Supplied passage ▸
= = = = =

Executive director is stepping down after 10 years
By DR. IRVING LERNER
The buzz throughout the St Paul community is that she may have been on the job as long as the Yankee’s star pitcher Mariano Rivera. So it was no surprise to those in the know that as Rivera, at the top of his game, announced his retirement, Rena Waxman did the same.
As Rivera’s American League pitching career was distinguished, so Waxman’s has been in the world of Jewish social service. And as Rivera is admired throughout baseball as a mensch, so Waxman is recognized in her world as fitting that description.
But enough about baseball. Rena Waxman is a star in her own right. In a forty year career in social service, she qualifies as a happy wanderer: Originally from Cleveland, she lived in New York, Columbus, San Diego, Winnipeg, Milwaukee, Miami and Portland, Oregon before coming to St Paul.
Married as a 20-year-old sophomore at Ohio State University, she transferred to San Diego State and then to the University of Winnipeg where she completed her undergraduate degree and at twenty-two had her first child.
In her three years in Winnipeg a second son was born, and in Milwaukee two daughters followed.
While raising four youngsters, she somehow found the time and energy to obtain a Master’s Degree in Social Work from the University of Wisconsin, Milwaukee. These four children have blessed Rena with twenty-five grandchildren! “I count my wealth in grandchildren.” Four of those grandchildren live in New York City, four in Chicago, and the others in Israel.
During those early years in San Diego her husband was the founding principal of the San Diego Hebrew Day School, and in Winnipeg he became principal of the Wolensky Collegiate Jewish Day High School. Their move to Milwaukee was for his career, and there she began her career in Jewish Family Service. Later the family moved to Miami for two years where Rena served as a medical social worker at Jackson Memorial Hospital.
Two years later Rena was invited back to Milwaukee to be the Director of Senior Services at JFS so the family moved back, this time by virtue of Rena’s job. During this second Milwaukee stint of about twenty years, she also became the Director of Resettlement, began a JFS Employment Service was promoted to Deputy Director of JFS. During this period she and her husband agreed to an amicable divorce, so in addition to her considerable professional responsibilities, Rena became a single mother with four children age fourteen and under.
In 1999 with grown children on their own, she accepted the position of Executive Director of the Portland, Oregon JFS. This began a professionally fulfilling four years, but at a distance from her family.

= = = = =

Source information ▸
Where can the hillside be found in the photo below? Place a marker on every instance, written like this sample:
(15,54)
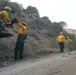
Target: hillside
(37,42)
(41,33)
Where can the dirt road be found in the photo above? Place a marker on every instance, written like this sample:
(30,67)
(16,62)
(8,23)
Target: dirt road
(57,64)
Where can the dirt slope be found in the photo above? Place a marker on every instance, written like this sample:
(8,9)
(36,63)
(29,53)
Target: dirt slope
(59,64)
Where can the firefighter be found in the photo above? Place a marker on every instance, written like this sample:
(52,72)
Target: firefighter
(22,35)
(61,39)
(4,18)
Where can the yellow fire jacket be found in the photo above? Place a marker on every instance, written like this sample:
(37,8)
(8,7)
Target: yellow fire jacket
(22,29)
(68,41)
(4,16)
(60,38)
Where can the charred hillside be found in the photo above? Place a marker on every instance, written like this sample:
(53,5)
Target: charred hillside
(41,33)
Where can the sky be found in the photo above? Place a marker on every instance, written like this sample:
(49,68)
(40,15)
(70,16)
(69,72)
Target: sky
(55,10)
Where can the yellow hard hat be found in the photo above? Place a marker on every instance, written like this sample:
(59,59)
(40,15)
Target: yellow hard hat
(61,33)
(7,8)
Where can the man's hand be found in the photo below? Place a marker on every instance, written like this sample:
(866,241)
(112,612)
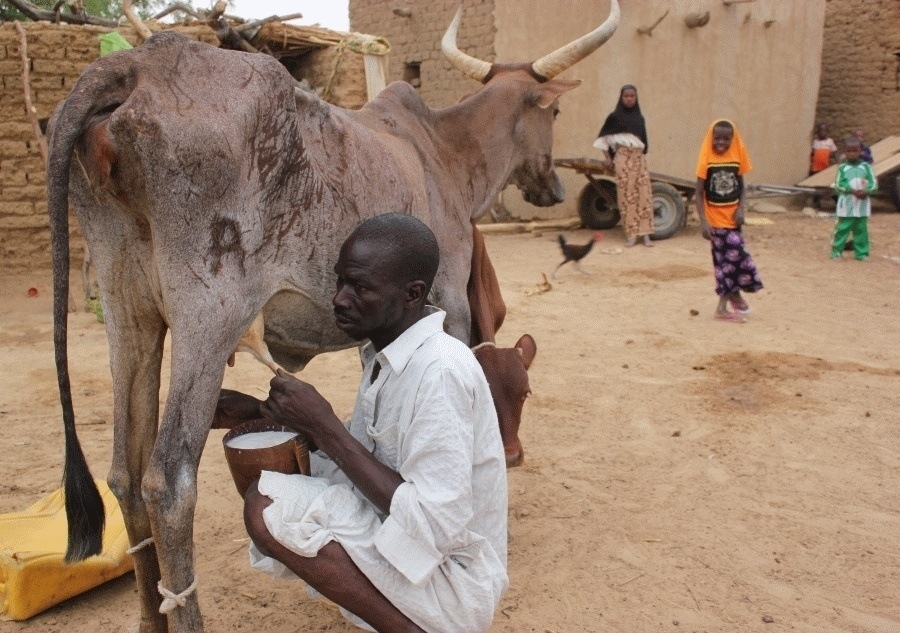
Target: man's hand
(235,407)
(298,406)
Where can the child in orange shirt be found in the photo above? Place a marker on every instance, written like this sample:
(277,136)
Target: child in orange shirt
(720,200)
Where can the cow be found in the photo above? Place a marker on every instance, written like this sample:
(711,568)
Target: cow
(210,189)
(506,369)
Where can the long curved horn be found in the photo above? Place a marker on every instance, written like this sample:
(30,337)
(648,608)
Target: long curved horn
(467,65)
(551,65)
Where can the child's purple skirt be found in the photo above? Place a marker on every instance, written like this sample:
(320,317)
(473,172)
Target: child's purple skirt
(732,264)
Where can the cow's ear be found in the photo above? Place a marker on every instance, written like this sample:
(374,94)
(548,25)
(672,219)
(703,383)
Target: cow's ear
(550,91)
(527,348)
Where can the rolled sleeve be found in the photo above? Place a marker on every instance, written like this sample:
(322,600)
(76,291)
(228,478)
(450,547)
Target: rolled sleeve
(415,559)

= = = = =

Activity 1 ▸
Retype the part of the Rena Waxman article between "But enough about" and "to St Paul.", inclusive.
Activity 2 ▸
Name every university or college that the Rena Waxman article mentions.
The listing has nothing to do with this.

Answer 1 ▸
But enough about baseball. Rena Waxman is a star in her own right. In a forty year career in social service, she qualifies as a happy wanderer: Originally from Cleveland, she lived in New York, Columbus, San Diego, Winnipeg, Milwaukee, Miami and Portland, Oregon before coming to St Paul.

Answer 2 ▸
Ohio State University
San Diego State
University of Winnipeg
University of Wisconsin, Milwaukee